─── Data for this exercise

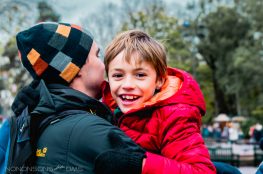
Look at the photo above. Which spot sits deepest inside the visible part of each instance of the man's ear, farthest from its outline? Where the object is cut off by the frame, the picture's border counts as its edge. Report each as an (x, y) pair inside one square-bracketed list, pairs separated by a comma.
[(159, 83)]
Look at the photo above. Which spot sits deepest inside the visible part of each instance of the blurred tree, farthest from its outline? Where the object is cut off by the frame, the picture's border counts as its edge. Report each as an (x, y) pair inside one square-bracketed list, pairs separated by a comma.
[(152, 18), (226, 31), (105, 25), (47, 13)]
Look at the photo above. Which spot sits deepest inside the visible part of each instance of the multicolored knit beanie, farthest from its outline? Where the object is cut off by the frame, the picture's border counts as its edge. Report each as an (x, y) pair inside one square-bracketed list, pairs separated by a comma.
[(54, 52)]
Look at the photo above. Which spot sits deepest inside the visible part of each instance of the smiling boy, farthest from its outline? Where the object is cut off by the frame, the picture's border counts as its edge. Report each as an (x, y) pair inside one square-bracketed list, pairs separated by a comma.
[(160, 108)]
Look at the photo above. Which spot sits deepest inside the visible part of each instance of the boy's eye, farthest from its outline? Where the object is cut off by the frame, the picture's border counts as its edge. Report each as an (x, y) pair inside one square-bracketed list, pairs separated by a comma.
[(117, 75), (140, 75)]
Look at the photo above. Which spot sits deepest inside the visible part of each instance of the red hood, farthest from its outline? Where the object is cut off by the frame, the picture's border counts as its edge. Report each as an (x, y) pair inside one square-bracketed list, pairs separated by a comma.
[(180, 87)]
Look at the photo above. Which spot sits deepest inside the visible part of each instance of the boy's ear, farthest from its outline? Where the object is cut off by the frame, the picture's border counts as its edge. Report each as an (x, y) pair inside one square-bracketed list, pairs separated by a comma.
[(159, 83)]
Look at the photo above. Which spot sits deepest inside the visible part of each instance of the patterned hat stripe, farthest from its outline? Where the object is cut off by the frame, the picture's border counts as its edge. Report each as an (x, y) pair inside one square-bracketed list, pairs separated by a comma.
[(40, 66), (60, 61), (33, 56), (76, 26), (54, 52), (69, 72), (63, 30)]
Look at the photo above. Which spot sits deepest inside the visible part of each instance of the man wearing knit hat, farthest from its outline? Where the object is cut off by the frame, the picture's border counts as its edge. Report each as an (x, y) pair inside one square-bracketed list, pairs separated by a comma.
[(69, 128)]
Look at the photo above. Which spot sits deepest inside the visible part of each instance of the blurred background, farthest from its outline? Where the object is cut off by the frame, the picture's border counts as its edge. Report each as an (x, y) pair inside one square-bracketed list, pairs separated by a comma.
[(220, 42)]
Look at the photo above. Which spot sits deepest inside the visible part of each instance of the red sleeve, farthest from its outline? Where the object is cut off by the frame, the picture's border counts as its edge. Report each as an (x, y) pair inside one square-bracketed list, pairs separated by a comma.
[(182, 147)]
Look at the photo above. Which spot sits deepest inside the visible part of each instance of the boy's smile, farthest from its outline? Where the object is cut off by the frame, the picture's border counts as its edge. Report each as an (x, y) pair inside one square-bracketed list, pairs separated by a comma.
[(132, 83)]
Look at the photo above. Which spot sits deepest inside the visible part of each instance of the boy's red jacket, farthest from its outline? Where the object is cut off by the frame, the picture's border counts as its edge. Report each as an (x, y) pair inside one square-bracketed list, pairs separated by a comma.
[(168, 127)]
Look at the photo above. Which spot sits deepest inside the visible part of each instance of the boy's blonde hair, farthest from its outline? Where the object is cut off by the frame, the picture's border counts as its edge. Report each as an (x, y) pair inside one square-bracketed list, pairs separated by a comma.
[(135, 41)]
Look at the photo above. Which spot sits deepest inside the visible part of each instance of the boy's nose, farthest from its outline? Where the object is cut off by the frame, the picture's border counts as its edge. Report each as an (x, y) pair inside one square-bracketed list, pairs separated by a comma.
[(128, 83)]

──────

▶ [What you have to do]
Copy every item above word for word, and leave the pictures out of your copy.

▶ [Correct response]
Look at the photo above. Which spot sits deepest inside the visible part of each instance of the man's ear, farthest from its outline? Where the object is cut off by the frame, the picture's border counts as its edge. Report each as an (x, y) pair inside one square-bracketed list, pairs separated by a comma.
[(159, 83)]
Look at the photo above. Which spot sits deepest inside the visible part of each instance of the blurred tree, farthest from its outline? Where the object is cut off by the frame, the picture's border counts as its edge. Report each as an (x, y) pair inside one square-bracketed list, pairs separated by a comma.
[(152, 18), (226, 31), (105, 25), (47, 13)]
Look at the photo above. Which spot sits deepest inside the visible part of each instance of the multicolored knit beanie, farthest from its outline? Where the object is cut off by the frame, the picture's border counts as its edge. Report each as an (x, y) pair inside one square-bracketed list, pairs separated by a comma.
[(54, 52)]
Look at the photo above. Which spot sits deepest inside the visible part of each instance of the smiling boy, farthest from its outline? Where the object is cut off by the frame, the picture's border counts as its edge. Report each as an (x, y) pair inside one square-bracketed list, pairs separated by a comma.
[(160, 108)]
Look at the photo above. Which spot sits deepest inside the visible part of each instance of the boy's eye, farthest from its outline? Where the object is cut off by the frame, the picture's border counts as its edge. Report each as an (x, y) pair inside one square-bracketed list, pairs separated by a comma.
[(117, 75), (140, 75)]
Look at the photo above. Which spot sits deepest inside the visible part of each instance of the red hood, farthest from its outline? Where the object is cut off by the frame, the picture's border counts as its edge. Report each as an (x, y) pair inside one square-bracketed list, pairs separated by a comma.
[(180, 87)]
Look at the photo above. Which spot sits deepest inside the visible part of each instance of the boy's ear, farthest from its outline? Where the object is cut off by the frame, the picture's border counts as its edge. Report each as an (x, y) pair inside one square-bracketed list, pairs separated by a comma.
[(159, 83)]
Look at the photo above. Which spot sits deepest inside the visible part of each instance of the patterned hat stripe, farthest from its outline? Where the object is cut off by the frame, the picture's border counts as its edge. Report each as an (x, y) pair inside one square-bracketed list, pairs separated by a comma.
[(40, 66), (60, 61), (33, 56), (76, 26), (54, 52), (69, 72), (63, 30)]
Look at the photo above. Which spot sits deepest inside the visible part of each instance of the man wearing knit hat, farthest from its outline? Where the object is cut off by the frame, the picture's border counts as its edge. Report each as an (x, y) pair inside one square-bracketed list, pairs separated by a comma.
[(69, 128)]
Look at the photo above. Which spot sits deepest inside the visible part of each instance of the blurred background, farthest from its outline? Where the object is cut off by the frame, the picture's border counts as its edge. Report each as an (x, y) pair inside one square-bracketed list, pairs separated by a comma.
[(220, 42)]
Look at the photo above. Which spot sits deepest inside the visible part of each instance of the red sleeve, farthest from its outline? Where the object is cut off by the frame, the picture's border counts as its edge. Report each as an (x, y) pair inside one square-bracketed list, pairs separated by a comma.
[(182, 147)]
Look at the photo above. Which spot sits deepest inside the visible part of each instance of the boy's smile, farthest from its outline? Where the object is cut off by the frame, the picture's border counts as its edge. Report each as an (x, y) pair inside one square-bracketed list, pairs separated by a comma.
[(132, 83)]
Look at the photo above. Which spot sits deepest inside the visible part of each instance of the boy's red jacket, farthest from its outline? Where the object is cut off by the frame, the picture's border counts as its edge. Report each as an (x, y) pair inside one square-bracketed list, pairs separated by a comma.
[(168, 127)]
Look at the photo above. Which spot sits deepest inside the visible part of each instance of the boy's blonde hair, farthest from its outline? Where the object is cut off by the frame, the picture's border counts as its edge. Report each as an (x, y) pair inside one square-bracketed list, pairs separated by a comma.
[(135, 41)]
Look at the photo above. Which spot sits deepest inside the visible part of each instance of the boy's nose, farthest from its outline? Where the object is cut off by the frame, the picture's border counts as its edge. Report each as an (x, y) pair inside one square-bracketed list, pairs separated by a comma.
[(128, 83)]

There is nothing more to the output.